Ein bißchen mußte ich suchen, aber hier ist der Artikel, den ich noch im Kopf hatte.
Marcus
In Antwort auf:
Frankfurter Allgemeine Zeitung, 19.05.2003, Nr. 115, S. 21"Wir wollen die Preise von Saturn und Media-Markt unterbieten"
Mit Michael Wegert, dem geschäftsführenden Gesellschafter der Pro-Markt Handels GmbH, sprach Johannes Ritter
"Wir haben dieses Unternehmen für einen Euro gekauft. Wir kennen uns aus mit Schnäppchen." Mit dieser Schlagzeile auf einem ihrer Werbeprospekte bringen Michael und Matthias Wegert ihren Wiedereinstieg bei der Berliner Pro-Markt Handels GmbH auf den Punkt. Im Januar dieses Jahres haben die Brüder die stark angeschlagene Unterhaltungselektronik-Kette zum symbolischen Kaufpreis von einem Euro übernommen. Und nun wollen sie das Unternehmen über einschneidende Kostensenkungen sanieren und zugleich mit einer aggressiven Preisoffensive endlich wieder mehr Kunden in die Läden locken: "Wir wollen die Preisführerschaft übernehmen. Dazu gehört, auch die Preise von Saturn und Media-Markt zu unterbieten", sagt Michael Wegert.

ANGEZEIGTE DATEN >>
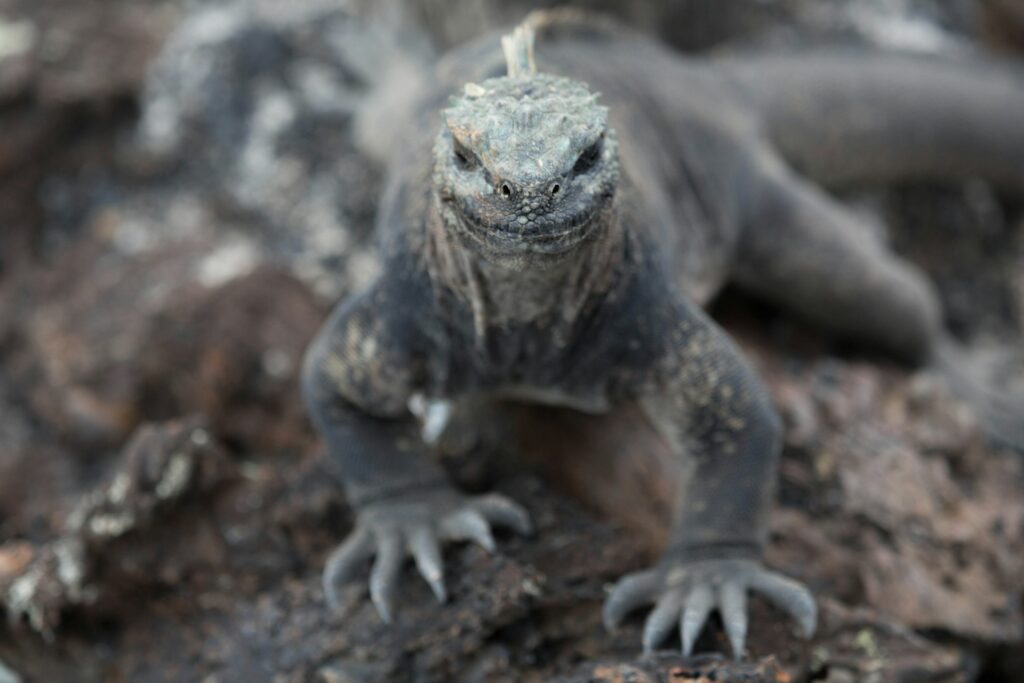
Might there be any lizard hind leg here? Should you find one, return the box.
[733,151,942,365]
[735,153,1024,453]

AUFGABEN >>
**A.** Geben Sie aus dem vorliegenden Text den Abschnitt von "Mit Michael Wegert, dem" bis einschließlich "sagt Michael Wegert." wortgetreu wieder.
**B.** Zu welchem Kaufpreis haben die Brüder Wegert laut dem vorliegenden Text die Unterhaltungselektronik-Kette übernommen?

ERWARTETE ERGEBNISSE >>
**A.**
Mit Michael Wegert, dem geschäftsführenden Gesellschafter der Pro-Markt Handels GmbH, sprach Johannes Ritter
"Wir haben dieses Unternehmen für einen Euro gekauft. Wir kennen uns aus mit Schnäppchen." Mit dieser Schlagzeile auf einem ihrer Werbeprospekte bringen Michael und Matthias Wegert ihren Wiedereinstieg bei der Berliner Pro-Markt Handels GmbH auf den Punkt. Im Januar dieses Jahres haben die Brüder die stark angeschlagene Unterhaltungselektronik-Kette zum symbolischen Kaufpreis von einem Euro übernommen. Und nun wollen sie das Unternehmen über einschneidende Kostensenkungen sanieren und zugleich mit einer aggressiven Preisoffensive endlich wieder mehr Kunden in die Läden locken: "Wir wollen die Preisführerschaft übernehmen. Dazu gehört, auch die Preise von Saturn und Media-Markt zu unterbieten", sagt Michael Wegert.

**B.** Zum symbolischen Kaufpreis von einem Euro.